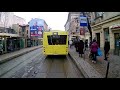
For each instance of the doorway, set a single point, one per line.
(98, 38)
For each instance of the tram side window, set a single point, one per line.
(57, 39)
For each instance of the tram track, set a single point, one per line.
(41, 66)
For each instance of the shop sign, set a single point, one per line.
(115, 26)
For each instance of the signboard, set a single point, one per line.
(82, 31)
(83, 21)
(36, 28)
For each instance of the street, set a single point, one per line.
(35, 65)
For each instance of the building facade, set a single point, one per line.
(73, 26)
(106, 25)
(9, 33)
(37, 27)
(8, 18)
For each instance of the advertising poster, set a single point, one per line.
(36, 28)
(83, 21)
(82, 31)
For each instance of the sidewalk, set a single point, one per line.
(9, 56)
(87, 70)
(100, 67)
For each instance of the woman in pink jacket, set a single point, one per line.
(94, 48)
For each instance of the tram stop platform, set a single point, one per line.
(87, 70)
(11, 55)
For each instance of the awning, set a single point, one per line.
(116, 26)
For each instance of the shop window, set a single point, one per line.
(57, 39)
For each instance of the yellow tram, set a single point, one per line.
(55, 43)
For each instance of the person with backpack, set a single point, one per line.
(106, 48)
(94, 47)
(80, 47)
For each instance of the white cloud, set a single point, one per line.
(55, 20)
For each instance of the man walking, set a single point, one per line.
(106, 48)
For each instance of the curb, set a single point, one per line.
(20, 54)
(92, 73)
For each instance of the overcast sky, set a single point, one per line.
(55, 20)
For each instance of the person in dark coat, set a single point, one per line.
(76, 44)
(86, 44)
(94, 47)
(106, 48)
(80, 47)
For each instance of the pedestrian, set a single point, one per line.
(80, 47)
(70, 43)
(94, 48)
(106, 48)
(1, 48)
(86, 44)
(76, 44)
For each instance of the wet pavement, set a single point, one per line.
(101, 65)
(35, 65)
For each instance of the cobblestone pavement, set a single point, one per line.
(9, 56)
(101, 65)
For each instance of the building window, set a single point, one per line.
(27, 31)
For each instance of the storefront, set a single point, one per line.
(116, 33)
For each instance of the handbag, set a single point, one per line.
(99, 52)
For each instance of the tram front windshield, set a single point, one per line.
(57, 39)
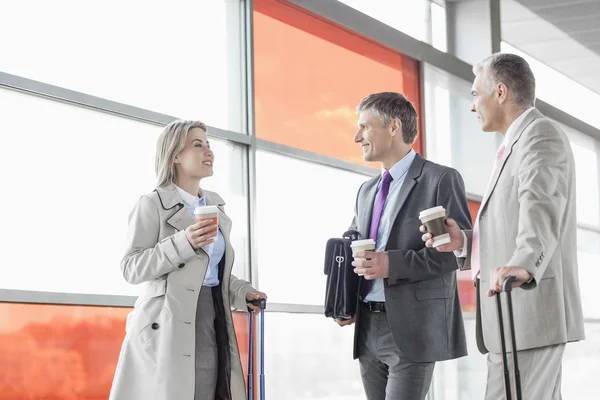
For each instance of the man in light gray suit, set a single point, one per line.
(527, 228)
(409, 314)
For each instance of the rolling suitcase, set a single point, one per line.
(507, 288)
(262, 303)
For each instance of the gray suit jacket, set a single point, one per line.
(421, 293)
(528, 220)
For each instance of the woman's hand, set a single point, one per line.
(255, 295)
(201, 234)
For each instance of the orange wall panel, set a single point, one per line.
(62, 352)
(311, 73)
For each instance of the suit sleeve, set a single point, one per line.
(542, 196)
(425, 263)
(145, 257)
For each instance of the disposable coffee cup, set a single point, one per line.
(362, 245)
(434, 220)
(202, 213)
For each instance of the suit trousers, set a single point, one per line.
(206, 347)
(386, 373)
(540, 369)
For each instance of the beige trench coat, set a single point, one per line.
(157, 357)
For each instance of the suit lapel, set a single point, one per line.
(533, 115)
(409, 183)
(171, 200)
(369, 193)
(181, 219)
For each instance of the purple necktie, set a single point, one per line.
(375, 220)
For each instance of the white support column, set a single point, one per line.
(473, 28)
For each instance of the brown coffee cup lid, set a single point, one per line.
(431, 211)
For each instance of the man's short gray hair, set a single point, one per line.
(514, 72)
(390, 105)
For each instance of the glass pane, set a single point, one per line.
(581, 364)
(298, 201)
(588, 259)
(309, 357)
(408, 16)
(179, 58)
(561, 91)
(301, 103)
(454, 136)
(587, 165)
(88, 169)
(79, 345)
(439, 32)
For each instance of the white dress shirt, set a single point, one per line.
(398, 172)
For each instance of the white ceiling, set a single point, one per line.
(563, 34)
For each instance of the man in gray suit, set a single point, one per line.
(527, 228)
(409, 314)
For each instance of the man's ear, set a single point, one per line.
(396, 126)
(501, 92)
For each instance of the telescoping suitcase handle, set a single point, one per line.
(507, 288)
(262, 304)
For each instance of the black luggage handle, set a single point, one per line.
(507, 287)
(262, 304)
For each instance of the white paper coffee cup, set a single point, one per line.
(434, 220)
(362, 245)
(202, 213)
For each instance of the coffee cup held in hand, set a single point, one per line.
(202, 213)
(434, 220)
(358, 246)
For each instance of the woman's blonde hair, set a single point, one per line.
(170, 142)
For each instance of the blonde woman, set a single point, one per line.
(180, 342)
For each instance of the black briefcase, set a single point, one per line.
(341, 292)
(507, 288)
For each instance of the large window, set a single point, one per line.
(179, 58)
(309, 357)
(310, 75)
(73, 175)
(300, 205)
(67, 352)
(454, 136)
(561, 91)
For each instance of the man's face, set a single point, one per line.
(374, 139)
(485, 103)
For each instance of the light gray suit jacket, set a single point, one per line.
(421, 294)
(528, 220)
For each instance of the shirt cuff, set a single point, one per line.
(462, 253)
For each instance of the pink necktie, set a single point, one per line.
(366, 285)
(475, 264)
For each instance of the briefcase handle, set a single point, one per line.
(507, 287)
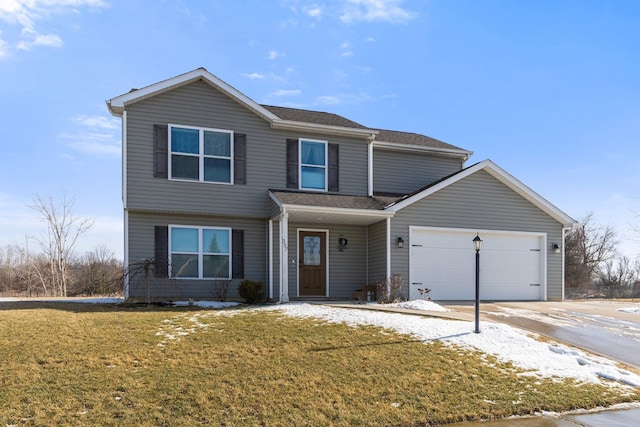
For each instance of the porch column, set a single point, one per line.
(284, 257)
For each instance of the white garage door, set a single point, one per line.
(443, 260)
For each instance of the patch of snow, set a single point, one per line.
(506, 343)
(635, 309)
(419, 304)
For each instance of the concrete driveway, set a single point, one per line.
(600, 327)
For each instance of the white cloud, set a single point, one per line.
(4, 47)
(328, 100)
(314, 11)
(29, 14)
(274, 55)
(95, 135)
(254, 76)
(95, 144)
(344, 98)
(51, 40)
(286, 92)
(375, 11)
(100, 122)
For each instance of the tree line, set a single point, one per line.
(593, 265)
(49, 266)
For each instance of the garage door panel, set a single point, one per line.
(444, 261)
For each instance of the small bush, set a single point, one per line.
(251, 291)
(392, 292)
(221, 288)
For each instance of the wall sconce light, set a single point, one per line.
(342, 244)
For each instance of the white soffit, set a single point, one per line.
(502, 176)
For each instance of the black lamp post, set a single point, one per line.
(477, 244)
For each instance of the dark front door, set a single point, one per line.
(313, 263)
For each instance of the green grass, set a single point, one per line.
(77, 364)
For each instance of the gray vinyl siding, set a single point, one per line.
(142, 247)
(377, 250)
(198, 104)
(347, 269)
(479, 201)
(405, 172)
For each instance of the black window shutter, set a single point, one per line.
(160, 153)
(239, 158)
(334, 163)
(161, 251)
(237, 262)
(292, 163)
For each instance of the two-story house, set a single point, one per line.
(315, 205)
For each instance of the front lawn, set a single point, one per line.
(83, 364)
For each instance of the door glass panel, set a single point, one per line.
(311, 250)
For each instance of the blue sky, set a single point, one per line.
(549, 90)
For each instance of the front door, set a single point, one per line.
(312, 263)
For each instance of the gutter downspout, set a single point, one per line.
(370, 163)
(270, 256)
(284, 257)
(124, 203)
(388, 256)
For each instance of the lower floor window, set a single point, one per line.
(200, 252)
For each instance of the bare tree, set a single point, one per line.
(620, 273)
(99, 272)
(63, 231)
(587, 248)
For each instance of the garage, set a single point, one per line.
(512, 264)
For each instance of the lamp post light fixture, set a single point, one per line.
(477, 244)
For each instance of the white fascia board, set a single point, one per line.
(324, 129)
(501, 175)
(116, 105)
(420, 148)
(343, 211)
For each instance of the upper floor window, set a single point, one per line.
(313, 165)
(200, 252)
(200, 154)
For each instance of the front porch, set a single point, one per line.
(326, 251)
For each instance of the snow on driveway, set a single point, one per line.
(633, 309)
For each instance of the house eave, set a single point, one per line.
(118, 104)
(324, 129)
(502, 176)
(448, 152)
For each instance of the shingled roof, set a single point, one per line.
(383, 135)
(333, 200)
(316, 117)
(409, 138)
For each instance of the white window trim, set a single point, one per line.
(325, 167)
(201, 252)
(201, 156)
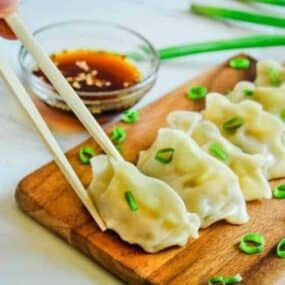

> [Given problem]: Report how many lines of the entries contain the string "shop", matching case exactly. Give only the number.

> [Solved exercise]: 2